Required work
Could you write out every entry exactly as it stands?

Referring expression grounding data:
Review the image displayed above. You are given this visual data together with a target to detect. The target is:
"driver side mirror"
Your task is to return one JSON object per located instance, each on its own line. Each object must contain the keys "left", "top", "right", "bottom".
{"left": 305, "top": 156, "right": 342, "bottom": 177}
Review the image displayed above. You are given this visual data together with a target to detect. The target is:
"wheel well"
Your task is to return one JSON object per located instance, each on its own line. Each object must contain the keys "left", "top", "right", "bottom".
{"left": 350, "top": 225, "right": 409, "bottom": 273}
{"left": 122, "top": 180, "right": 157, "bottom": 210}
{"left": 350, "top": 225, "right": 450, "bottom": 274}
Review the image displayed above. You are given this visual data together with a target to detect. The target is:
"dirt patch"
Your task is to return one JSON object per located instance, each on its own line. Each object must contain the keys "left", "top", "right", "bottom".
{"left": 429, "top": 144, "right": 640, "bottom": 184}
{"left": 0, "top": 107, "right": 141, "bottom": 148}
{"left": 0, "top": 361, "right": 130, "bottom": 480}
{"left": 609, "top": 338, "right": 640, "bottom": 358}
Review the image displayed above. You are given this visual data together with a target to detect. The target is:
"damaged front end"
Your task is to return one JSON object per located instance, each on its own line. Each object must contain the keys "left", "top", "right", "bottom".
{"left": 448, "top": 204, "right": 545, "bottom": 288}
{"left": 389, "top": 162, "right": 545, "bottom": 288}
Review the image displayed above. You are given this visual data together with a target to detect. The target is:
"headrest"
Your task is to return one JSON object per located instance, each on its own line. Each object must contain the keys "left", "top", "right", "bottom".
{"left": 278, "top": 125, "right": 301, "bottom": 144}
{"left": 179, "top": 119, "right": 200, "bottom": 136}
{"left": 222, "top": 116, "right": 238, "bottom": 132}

Your solution
Review the image displayed above. You are given this visual data together with a target to detect. The target is:
"driver side mirror"
Your task is to return one JSON object per located instance, each on its own line. Each object must contain the keys "left", "top", "right", "bottom".
{"left": 305, "top": 156, "right": 342, "bottom": 177}
Review the image displayed above. You are given this visual data together with a target to detect. The target is:
"wheel well"
Your task is to return one JSON object per located instance, each on its own line. Each object must contain the keys "left", "top", "right", "bottom".
{"left": 350, "top": 225, "right": 409, "bottom": 273}
{"left": 122, "top": 180, "right": 157, "bottom": 210}
{"left": 350, "top": 225, "right": 450, "bottom": 274}
Review the image displayed above. You are given this visual data together with a target to detect. The target is:
"dirt patch"
Your task is to return one JSON object per located instance, each on its own line. Each object must contain the keys "left", "top", "right", "bottom".
{"left": 429, "top": 144, "right": 640, "bottom": 184}
{"left": 0, "top": 107, "right": 141, "bottom": 148}
{"left": 0, "top": 361, "right": 130, "bottom": 480}
{"left": 609, "top": 338, "right": 640, "bottom": 358}
Review the image displayed above. You are given this visual data together with a target to detect. The target is:
"damaged front end"
Your task is to return one JSON object per located instance, each on its own line. Each object must contain the keys "left", "top", "right", "bottom".
{"left": 448, "top": 204, "right": 545, "bottom": 288}
{"left": 389, "top": 162, "right": 545, "bottom": 288}
Review the image displayed above. You are given this visual data together with a target to detect. The target is:
"headrest"
Your task is to return one JSON object per located instance, each on its own line. Each object must contain the keys "left", "top", "right", "bottom".
{"left": 278, "top": 125, "right": 301, "bottom": 144}
{"left": 179, "top": 119, "right": 200, "bottom": 136}
{"left": 222, "top": 116, "right": 238, "bottom": 132}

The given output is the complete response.